(Point localization data)

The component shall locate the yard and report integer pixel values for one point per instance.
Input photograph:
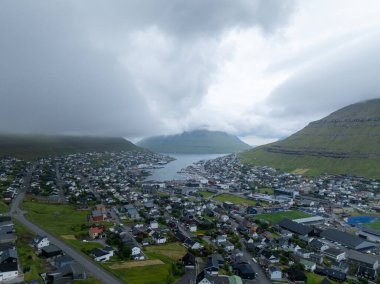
(28, 259)
(276, 217)
(3, 207)
(206, 194)
(264, 190)
(155, 270)
(375, 225)
(313, 278)
(173, 250)
(63, 221)
(235, 199)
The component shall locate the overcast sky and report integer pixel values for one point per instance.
(258, 69)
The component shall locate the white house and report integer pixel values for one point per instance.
(103, 255)
(224, 218)
(220, 239)
(275, 273)
(192, 228)
(9, 274)
(135, 250)
(158, 239)
(40, 241)
(153, 225)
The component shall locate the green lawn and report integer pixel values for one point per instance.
(173, 250)
(235, 199)
(3, 207)
(269, 191)
(26, 254)
(276, 217)
(375, 225)
(151, 274)
(60, 220)
(313, 278)
(206, 194)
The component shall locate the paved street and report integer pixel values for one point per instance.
(95, 270)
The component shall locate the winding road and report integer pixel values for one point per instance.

== WHAT IS BEING ASKED ==
I would like the data copied exactly as it stands, with no pictures included.

== OUTPUT BELOW ==
The component shall locate the yard and report integer pixel values for one point per instance.
Input photograph:
(28, 259)
(276, 217)
(3, 207)
(206, 194)
(264, 190)
(155, 270)
(375, 225)
(313, 278)
(173, 250)
(63, 221)
(235, 199)
The component shall locate the overcast sky and report integer pixel values for one point per instance.
(258, 69)
The component shall locate the white house and report integer pixel values for one point per instance.
(103, 255)
(224, 218)
(220, 239)
(275, 273)
(192, 228)
(9, 274)
(135, 250)
(158, 239)
(40, 241)
(153, 225)
The component shall locate the green lawn and report integer pixel values for one point per instance.
(173, 250)
(235, 199)
(3, 207)
(269, 191)
(26, 254)
(276, 217)
(375, 225)
(151, 274)
(60, 220)
(313, 278)
(206, 194)
The component shall locate the paved street and report integer pixel values for one point per instance.
(95, 270)
The component shall locate the winding road and report integer pixel values for one point per instance.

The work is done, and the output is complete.